[Data extract start]

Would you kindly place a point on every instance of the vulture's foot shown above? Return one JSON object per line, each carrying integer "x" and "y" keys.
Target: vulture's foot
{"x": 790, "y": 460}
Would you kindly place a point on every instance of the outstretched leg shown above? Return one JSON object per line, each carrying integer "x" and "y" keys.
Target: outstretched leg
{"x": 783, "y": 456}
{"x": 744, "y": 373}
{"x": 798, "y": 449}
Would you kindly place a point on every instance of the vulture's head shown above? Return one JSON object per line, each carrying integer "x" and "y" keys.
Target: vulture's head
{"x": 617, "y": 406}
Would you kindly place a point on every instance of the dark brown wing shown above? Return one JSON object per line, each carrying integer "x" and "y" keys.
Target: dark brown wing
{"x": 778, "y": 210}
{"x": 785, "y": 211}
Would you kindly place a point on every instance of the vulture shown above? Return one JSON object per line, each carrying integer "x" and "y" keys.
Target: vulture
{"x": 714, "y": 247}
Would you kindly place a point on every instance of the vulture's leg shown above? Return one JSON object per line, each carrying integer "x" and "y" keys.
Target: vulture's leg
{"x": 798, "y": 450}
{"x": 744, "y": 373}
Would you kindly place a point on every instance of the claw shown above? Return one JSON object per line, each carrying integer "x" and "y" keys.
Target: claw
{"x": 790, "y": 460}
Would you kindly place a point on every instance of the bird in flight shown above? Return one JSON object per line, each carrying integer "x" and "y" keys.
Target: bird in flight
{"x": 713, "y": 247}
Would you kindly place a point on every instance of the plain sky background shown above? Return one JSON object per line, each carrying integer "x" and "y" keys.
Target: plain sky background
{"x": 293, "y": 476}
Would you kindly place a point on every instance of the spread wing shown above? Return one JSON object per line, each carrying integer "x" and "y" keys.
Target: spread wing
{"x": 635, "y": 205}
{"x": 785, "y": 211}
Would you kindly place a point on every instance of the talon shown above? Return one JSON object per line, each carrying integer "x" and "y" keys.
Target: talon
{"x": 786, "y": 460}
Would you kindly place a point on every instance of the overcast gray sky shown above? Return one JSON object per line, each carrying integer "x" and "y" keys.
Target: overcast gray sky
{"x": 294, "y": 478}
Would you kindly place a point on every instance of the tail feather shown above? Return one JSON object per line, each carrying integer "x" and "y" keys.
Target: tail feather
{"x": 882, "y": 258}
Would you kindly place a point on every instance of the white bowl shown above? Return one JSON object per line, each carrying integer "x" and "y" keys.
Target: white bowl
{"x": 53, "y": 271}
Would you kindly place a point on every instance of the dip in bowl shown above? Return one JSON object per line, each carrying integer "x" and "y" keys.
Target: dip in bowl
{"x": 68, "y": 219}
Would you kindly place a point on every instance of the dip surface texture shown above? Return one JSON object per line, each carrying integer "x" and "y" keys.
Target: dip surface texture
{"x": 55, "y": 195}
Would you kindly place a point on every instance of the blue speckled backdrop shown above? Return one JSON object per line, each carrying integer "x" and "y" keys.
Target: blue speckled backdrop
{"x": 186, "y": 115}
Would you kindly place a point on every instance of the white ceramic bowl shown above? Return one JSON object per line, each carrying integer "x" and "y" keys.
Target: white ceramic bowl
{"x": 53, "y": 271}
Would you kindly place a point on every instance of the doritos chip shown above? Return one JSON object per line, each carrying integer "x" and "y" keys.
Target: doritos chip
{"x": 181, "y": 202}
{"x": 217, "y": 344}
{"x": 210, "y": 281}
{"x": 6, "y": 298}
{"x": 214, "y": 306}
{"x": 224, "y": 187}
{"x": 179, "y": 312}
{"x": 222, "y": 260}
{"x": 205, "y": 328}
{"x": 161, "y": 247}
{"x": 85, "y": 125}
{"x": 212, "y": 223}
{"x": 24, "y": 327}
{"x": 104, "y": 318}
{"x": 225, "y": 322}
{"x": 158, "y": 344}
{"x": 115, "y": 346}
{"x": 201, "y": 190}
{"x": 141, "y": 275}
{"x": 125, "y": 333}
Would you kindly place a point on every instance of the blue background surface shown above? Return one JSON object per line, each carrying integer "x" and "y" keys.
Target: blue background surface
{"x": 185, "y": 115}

[Data extract end]

> Instructions for the task
Retype all of the data shown above, word for word.

> Result for this exercise
Would you kindly place a point on every instance of the vulture's foot shown above? Return one JSON object per line, each carrying integer "x" and "y" keys.
Target: vulture's foot
{"x": 790, "y": 460}
Would you kindly place a point on every instance of the outstretched leg shown above? Return one JSON object per line, each carrying integer "x" and "y" keys.
Target: outstretched leg
{"x": 783, "y": 456}
{"x": 744, "y": 373}
{"x": 798, "y": 449}
Would you kindly place a point on every instance of the vulture's head shown above? Return one JSON object per line, each carrying integer "x" and "y" keys.
Target: vulture's head
{"x": 617, "y": 406}
Would you kindly place a point on every instance of the dark brown wing shown above? Return one JSON object per line, each carrying integer "x" and "y" keys.
Target: dark brown wing
{"x": 778, "y": 210}
{"x": 785, "y": 211}
Would you kindly place a point on every instance of the vulture shown above? Return one JSON object per line, each carrying integer "x" and "y" keys.
Target: vulture
{"x": 714, "y": 247}
Would you kindly place a point on every instance of the vulture's leg shown above? Return one JSON object per line, each carrying integer "x" and "y" keys.
Target: vulture's leg
{"x": 798, "y": 450}
{"x": 744, "y": 373}
Would you kindly place a point on every instance of the claw shown above? Return one JSON object per line, each carrying integer "x" and "y" keys.
Target: claw
{"x": 790, "y": 460}
Would you kindly place a point on every instance of the bird in flight shown above? Return one JSON object per line, each carrying integer "x" and "y" keys.
Target: bird in flight
{"x": 713, "y": 247}
Would you kindly place a point on every instance of the plain sky background shown above? Return one JSON object per line, each carrying integer "x" and "y" keys.
Target: plain sky background
{"x": 293, "y": 476}
Would you kindly place a point on every instance of the spread wing shown above? Return one JSON object per line, each carrying integer "x" and "y" keys.
Target: spread wing
{"x": 635, "y": 205}
{"x": 785, "y": 211}
Would you kindly place a point on every instance of the talon shown above? Return one JSON object per line, each carrying integer "x" and "y" keys.
Target: talon
{"x": 786, "y": 460}
Would you kindly place a point on every instance of the overcast gray sky shown above? Return one JSON object per line, each carrying integer "x" and "y" keys.
Target: overcast gray sky
{"x": 294, "y": 478}
Would you kindly place a point on every instance of the tail feather shown above? Return one JSON object per line, each carrying integer "x" and "y" keys.
Target: tail feather
{"x": 882, "y": 258}
Would you kindly place a point on every instance of the white bowl shown above? Return one JSON object per line, each carrying integer "x" and "y" keys.
Target: white bowl
{"x": 53, "y": 271}
Would you kindly place a point on every instance of the dip in bowl shown above? Return one JSON object per line, each carrying integer "x" and "y" keys.
Target: dip in bowl
{"x": 68, "y": 219}
Would you kindly place a point on every instance of the dip surface texture shown above? Return one JSON object per line, each carrying integer "x" and "y" keys.
Target: dip surface texture
{"x": 55, "y": 195}
Would you kindly place a point on every instance of the blue speckled backdrop shown above? Return one JSON object per line, each carrying integer "x" and "y" keys.
Target: blue speckled backdrop
{"x": 186, "y": 115}
Would you kindly place a point on every instance of the white ceramic bowl shown above? Return one JSON object per line, each carrying integer "x" and "y" keys.
Target: white ceramic bowl
{"x": 53, "y": 271}
Would you kindly place a point on every instance of the doritos chip shown above? Return one JSON object per line, each carrying integer "x" and "y" keys.
Target: doritos chip
{"x": 181, "y": 202}
{"x": 217, "y": 344}
{"x": 210, "y": 281}
{"x": 6, "y": 298}
{"x": 214, "y": 306}
{"x": 224, "y": 187}
{"x": 179, "y": 312}
{"x": 222, "y": 260}
{"x": 205, "y": 328}
{"x": 161, "y": 247}
{"x": 85, "y": 125}
{"x": 212, "y": 223}
{"x": 24, "y": 327}
{"x": 104, "y": 318}
{"x": 225, "y": 322}
{"x": 158, "y": 344}
{"x": 115, "y": 346}
{"x": 201, "y": 190}
{"x": 141, "y": 275}
{"x": 125, "y": 333}
Would you kindly place a point on every instance of the blue background surface shown above? Return one JSON object per line, each carrying integer "x" and "y" keys.
Target: blue background surface
{"x": 185, "y": 115}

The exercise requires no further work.